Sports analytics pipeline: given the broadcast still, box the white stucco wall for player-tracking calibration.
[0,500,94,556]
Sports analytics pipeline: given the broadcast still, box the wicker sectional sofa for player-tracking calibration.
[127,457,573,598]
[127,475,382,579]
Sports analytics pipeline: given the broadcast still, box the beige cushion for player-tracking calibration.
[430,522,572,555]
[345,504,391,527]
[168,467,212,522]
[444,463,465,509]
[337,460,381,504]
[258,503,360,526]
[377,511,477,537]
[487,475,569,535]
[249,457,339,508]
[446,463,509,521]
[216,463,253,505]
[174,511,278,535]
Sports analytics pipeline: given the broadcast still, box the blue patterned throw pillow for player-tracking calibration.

***

Problem to work on - Find the line with "cushion for player-tracking calibration." in the data above. Restate it and all later lines word for word, ending with the last line.

Response area -
Sports analytics pipeline: given the broadcast still, box the beige cushion for player-tracking calibration.
[430,522,572,555]
[345,504,391,527]
[168,467,212,522]
[444,463,465,509]
[337,460,381,504]
[258,503,360,526]
[377,511,477,537]
[487,475,569,535]
[249,457,339,508]
[446,463,509,521]
[216,463,253,505]
[174,511,278,535]
Sports analytics pipeline: given the broadcast still, box the blue patterned throw pillow for player-tracking calibration.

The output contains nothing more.